### Input data
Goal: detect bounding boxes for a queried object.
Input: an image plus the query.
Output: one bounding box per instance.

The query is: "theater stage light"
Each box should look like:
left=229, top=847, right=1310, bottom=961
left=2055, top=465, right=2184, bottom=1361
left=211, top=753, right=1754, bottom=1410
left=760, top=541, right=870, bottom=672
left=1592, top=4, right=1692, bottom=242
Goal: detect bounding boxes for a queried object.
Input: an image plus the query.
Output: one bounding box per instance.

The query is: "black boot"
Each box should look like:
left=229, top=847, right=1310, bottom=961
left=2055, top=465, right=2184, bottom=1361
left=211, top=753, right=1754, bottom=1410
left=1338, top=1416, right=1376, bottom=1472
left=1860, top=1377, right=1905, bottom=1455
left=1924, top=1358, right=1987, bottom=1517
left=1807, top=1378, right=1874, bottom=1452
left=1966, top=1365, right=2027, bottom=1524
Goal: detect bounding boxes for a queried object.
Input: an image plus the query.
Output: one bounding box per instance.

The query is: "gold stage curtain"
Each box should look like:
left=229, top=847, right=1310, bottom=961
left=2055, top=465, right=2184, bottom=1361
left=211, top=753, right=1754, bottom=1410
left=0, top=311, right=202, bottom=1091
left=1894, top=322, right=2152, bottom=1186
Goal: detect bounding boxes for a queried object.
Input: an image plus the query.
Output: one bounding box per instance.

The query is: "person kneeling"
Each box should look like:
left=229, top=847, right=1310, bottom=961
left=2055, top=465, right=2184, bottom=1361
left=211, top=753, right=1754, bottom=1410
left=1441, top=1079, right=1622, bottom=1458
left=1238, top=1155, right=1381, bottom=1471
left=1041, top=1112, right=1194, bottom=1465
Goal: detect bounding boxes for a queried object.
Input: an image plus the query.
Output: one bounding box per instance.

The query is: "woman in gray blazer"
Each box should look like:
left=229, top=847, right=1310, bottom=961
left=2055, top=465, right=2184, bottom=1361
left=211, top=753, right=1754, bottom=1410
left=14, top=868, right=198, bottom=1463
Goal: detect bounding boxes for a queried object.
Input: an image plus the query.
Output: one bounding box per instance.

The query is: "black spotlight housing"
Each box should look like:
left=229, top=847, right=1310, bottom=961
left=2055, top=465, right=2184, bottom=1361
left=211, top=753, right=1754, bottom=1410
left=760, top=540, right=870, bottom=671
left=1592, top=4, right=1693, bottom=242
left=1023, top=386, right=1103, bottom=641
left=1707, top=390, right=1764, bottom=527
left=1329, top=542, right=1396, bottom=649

### Assignment
Keep only the lines of the listing that contain the word "stage", and copy them.

### Response below
The query is: "theater stage light"
The query is: "gold stage curtain"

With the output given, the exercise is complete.